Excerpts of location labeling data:
::::

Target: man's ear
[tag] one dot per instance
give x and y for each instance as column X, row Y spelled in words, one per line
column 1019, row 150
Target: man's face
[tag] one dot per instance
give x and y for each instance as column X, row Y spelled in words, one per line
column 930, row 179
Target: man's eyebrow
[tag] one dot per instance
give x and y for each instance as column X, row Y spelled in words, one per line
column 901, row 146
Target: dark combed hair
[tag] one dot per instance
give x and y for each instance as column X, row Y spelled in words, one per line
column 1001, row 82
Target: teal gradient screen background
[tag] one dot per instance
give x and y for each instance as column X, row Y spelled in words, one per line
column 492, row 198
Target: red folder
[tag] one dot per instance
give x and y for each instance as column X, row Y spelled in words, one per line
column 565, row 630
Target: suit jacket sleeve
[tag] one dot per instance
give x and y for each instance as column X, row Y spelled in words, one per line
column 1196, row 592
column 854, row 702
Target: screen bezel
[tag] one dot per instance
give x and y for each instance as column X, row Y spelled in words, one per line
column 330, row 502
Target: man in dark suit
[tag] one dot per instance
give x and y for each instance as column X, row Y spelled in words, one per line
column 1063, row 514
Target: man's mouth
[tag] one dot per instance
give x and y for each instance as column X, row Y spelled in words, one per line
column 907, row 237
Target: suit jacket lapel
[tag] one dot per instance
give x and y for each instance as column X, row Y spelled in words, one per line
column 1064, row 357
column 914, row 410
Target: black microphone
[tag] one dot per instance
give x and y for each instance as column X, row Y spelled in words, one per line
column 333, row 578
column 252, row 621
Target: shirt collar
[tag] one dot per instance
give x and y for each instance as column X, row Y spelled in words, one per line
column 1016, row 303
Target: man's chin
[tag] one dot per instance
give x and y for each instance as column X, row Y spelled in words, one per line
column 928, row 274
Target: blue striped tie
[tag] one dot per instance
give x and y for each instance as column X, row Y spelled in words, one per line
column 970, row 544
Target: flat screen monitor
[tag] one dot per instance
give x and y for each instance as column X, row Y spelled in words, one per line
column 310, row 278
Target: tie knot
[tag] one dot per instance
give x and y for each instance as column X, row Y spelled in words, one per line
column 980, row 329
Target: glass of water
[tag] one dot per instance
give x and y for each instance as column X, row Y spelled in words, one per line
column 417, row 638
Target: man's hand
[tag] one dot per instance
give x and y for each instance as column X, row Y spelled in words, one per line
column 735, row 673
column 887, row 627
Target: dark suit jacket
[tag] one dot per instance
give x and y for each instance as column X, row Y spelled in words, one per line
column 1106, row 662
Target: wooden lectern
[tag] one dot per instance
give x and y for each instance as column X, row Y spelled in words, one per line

::::

> _THE PROBLEM_
Reproduce all of the lines in the entries above, word for word, from start to finish.

> _RESULT OF THIS TASK_
Target: man's ear
[tag] one dot per instance
give x and y for each instance as column X, row Y spelled in words, one per line
column 1019, row 150
Target: man's face
[tag] one dot per instance
give x and y for each instance as column X, row Y spelled in words, one per line
column 930, row 179
Target: man's eyebrow
[tag] one dot per instance
give x and y for each instance as column X, row Y spelled in words, one per line
column 901, row 146
Target: dark combed hair
[tag] one dot per instance
give x and y for each instance as column X, row Y spelled in words, one per line
column 1001, row 82
Target: teal gradient screen background
[tag] one dot per instance
give x and y for each instance as column X, row Y spelled in words, one per line
column 492, row 198
Target: red folder
[tag] one dot per instance
give x and y for each instance as column X, row Y spelled in words, one per line
column 565, row 630
Target: suit jacket sleeve
[tag] one dot per instance
give x and y for each instance as column X, row Y spelled in words, one per line
column 1196, row 592
column 854, row 702
Target: screen bezel
[tag] one dot per instance
give x and y for each instance as column X, row Y spelled in words, one per line
column 330, row 502
Target: man in dark suit
[tag] one dot per instance
give x and y for each instance as column X, row Y spelled in words, one per line
column 1063, row 514
Target: man's mouth
[tag] one dot per instance
give x and y for each instance as column X, row Y spelled in words, one per line
column 907, row 237
Target: suit jacket lapel
[tag] one dot per instance
give x and y for each instance as column X, row Y spelled in words, one per line
column 1064, row 357
column 914, row 410
Target: black microphone
[tag] one dot per instance
give x and y for each instance as column X, row Y spelled in words, one per line
column 333, row 578
column 252, row 621
Target: shirt collar
[tag] one dot per instance
give x and y for each instance as column X, row Y spelled in words, one per line
column 1016, row 303
Target: man's chin
[tag] one dot per instance
give x and y for each instance as column X, row Y spelled in words, one per line
column 928, row 274
Target: blue striped tie
[tag] one dot per instance
give x and y for each instance as column X, row Y spelled in words, one per line
column 970, row 544
Target: flat screen monitor
[tag] one dot per instance
give x and y for each instance as column X, row Y spelled in words, one per line
column 310, row 278
Target: tie knot
[tag] one dot per instance
give x and y for each instance as column X, row Y spelled in words, one per line
column 980, row 329
Target: glass of water
[tag] one dot per instance
give x and y for each instance as column X, row Y spelled in words, one per line
column 417, row 638
Target: man's hand
[tag] one dot per instance
give x and y for each instance as column X, row Y spelled in words, one per line
column 735, row 673
column 887, row 627
Target: dark suit jacket
[tag] one dot per instance
give x and y for each instance as column X, row Y spelled in words, one per line
column 1106, row 662
Target: wooden lectern
[tag] one dot per instance
give x and y for each instance as column X, row Y spelled in words, one per line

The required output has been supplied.